> **How to complete this task**
Your reply should restate the lines from the top of the entries through the line containing "each instance gets its own outline" word for word, with no pictures.

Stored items

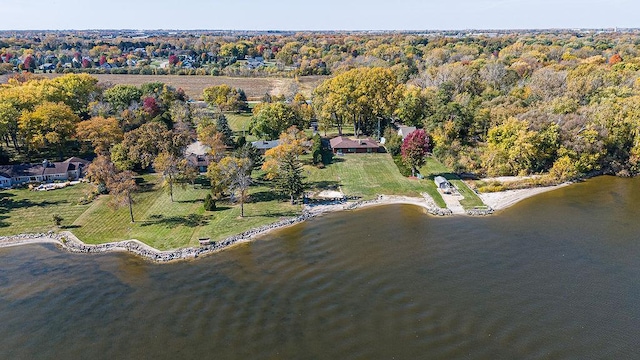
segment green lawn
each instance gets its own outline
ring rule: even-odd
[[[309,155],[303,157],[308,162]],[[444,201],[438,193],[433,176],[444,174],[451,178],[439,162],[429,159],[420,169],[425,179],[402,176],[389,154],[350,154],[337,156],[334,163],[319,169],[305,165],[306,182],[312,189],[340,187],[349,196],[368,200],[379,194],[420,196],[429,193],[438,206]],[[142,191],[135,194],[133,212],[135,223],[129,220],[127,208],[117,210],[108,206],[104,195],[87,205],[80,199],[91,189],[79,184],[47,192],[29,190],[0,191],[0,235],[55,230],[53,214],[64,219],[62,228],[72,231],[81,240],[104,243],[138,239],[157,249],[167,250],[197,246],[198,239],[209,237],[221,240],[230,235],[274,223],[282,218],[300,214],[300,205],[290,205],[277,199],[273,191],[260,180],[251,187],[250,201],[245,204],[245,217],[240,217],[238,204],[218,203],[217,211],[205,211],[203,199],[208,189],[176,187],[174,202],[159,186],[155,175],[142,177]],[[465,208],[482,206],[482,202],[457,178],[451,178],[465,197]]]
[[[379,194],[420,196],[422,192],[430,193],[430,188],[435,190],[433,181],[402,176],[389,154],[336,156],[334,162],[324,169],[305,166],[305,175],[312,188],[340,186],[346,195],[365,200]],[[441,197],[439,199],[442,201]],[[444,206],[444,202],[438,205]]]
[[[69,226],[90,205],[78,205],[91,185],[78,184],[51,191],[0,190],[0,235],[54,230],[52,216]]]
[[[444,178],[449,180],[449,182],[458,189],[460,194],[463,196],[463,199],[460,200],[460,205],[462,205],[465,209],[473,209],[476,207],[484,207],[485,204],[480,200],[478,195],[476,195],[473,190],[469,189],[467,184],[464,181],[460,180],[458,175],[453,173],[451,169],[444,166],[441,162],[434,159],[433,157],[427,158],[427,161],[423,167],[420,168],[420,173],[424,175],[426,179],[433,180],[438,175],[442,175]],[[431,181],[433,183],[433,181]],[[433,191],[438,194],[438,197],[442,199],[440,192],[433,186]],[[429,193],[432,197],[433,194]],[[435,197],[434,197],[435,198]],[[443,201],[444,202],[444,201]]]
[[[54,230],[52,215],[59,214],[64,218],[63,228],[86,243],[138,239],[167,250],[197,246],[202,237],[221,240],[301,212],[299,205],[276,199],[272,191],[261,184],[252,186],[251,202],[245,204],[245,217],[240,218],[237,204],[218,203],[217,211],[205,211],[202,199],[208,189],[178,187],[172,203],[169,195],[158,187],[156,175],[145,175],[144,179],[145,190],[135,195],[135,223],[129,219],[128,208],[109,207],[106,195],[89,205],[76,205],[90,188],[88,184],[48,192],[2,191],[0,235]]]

> **Task answer**
segment green lawn
each instance gets its own outline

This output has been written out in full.